→ TASK DESCRIPTION
Each line of the listing below must be retyped as given.

→ ENTRIES SUPPLIED

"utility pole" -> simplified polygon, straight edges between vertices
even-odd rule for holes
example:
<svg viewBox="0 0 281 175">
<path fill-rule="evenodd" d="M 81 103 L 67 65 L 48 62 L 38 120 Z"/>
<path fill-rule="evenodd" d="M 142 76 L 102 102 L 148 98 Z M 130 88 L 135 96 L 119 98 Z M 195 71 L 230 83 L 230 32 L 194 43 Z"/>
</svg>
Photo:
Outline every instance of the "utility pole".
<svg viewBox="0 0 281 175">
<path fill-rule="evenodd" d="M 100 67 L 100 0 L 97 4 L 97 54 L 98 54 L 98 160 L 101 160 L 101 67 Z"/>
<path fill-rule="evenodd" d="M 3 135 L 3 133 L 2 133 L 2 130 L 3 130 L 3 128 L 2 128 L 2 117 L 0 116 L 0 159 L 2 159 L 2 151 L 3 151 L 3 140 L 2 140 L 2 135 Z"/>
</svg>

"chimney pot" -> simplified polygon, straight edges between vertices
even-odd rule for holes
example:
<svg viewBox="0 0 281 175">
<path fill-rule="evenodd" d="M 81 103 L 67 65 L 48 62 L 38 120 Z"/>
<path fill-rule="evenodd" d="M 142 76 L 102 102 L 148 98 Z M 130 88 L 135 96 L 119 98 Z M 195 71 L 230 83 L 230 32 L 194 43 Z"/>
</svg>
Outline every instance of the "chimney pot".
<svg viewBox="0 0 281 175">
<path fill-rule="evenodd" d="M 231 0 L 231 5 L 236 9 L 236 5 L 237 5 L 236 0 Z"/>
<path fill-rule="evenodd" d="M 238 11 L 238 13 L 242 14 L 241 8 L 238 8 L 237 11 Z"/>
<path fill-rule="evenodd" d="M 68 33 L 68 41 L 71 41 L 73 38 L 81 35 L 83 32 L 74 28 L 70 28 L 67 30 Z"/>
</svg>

→ ANSWER
"utility pole" -> simplified polygon, straight edges between vertices
even-odd rule for holes
example:
<svg viewBox="0 0 281 175">
<path fill-rule="evenodd" d="M 81 103 L 67 65 L 48 62 L 38 120 Z"/>
<path fill-rule="evenodd" d="M 142 76 L 102 102 L 148 98 Z M 130 88 L 135 96 L 119 98 Z M 195 71 L 230 83 L 230 32 L 194 43 Z"/>
</svg>
Photo:
Outline every instance of the "utility pole".
<svg viewBox="0 0 281 175">
<path fill-rule="evenodd" d="M 100 67 L 100 0 L 97 4 L 97 54 L 98 54 L 98 160 L 101 160 L 101 67 Z"/>
<path fill-rule="evenodd" d="M 3 135 L 3 133 L 2 133 L 2 130 L 3 130 L 3 128 L 2 128 L 2 117 L 0 116 L 0 159 L 2 159 L 2 151 L 3 151 L 3 140 L 2 140 L 2 135 Z"/>
</svg>

"chimney pot" -> simplified polygon, straight edges between vertices
even-odd rule for holes
example:
<svg viewBox="0 0 281 175">
<path fill-rule="evenodd" d="M 81 103 L 67 65 L 48 62 L 38 120 Z"/>
<path fill-rule="evenodd" d="M 142 76 L 102 102 L 148 98 Z M 130 88 L 135 96 L 119 98 Z M 195 71 L 230 83 L 230 32 L 194 43 Z"/>
</svg>
Outline every instance of the "chimney pot".
<svg viewBox="0 0 281 175">
<path fill-rule="evenodd" d="M 231 0 L 231 5 L 236 9 L 236 5 L 237 5 L 236 0 Z"/>
<path fill-rule="evenodd" d="M 238 11 L 238 13 L 242 14 L 241 8 L 238 8 L 237 11 Z"/>
<path fill-rule="evenodd" d="M 68 33 L 68 41 L 71 41 L 73 38 L 81 35 L 83 32 L 74 28 L 70 28 L 67 30 Z"/>
</svg>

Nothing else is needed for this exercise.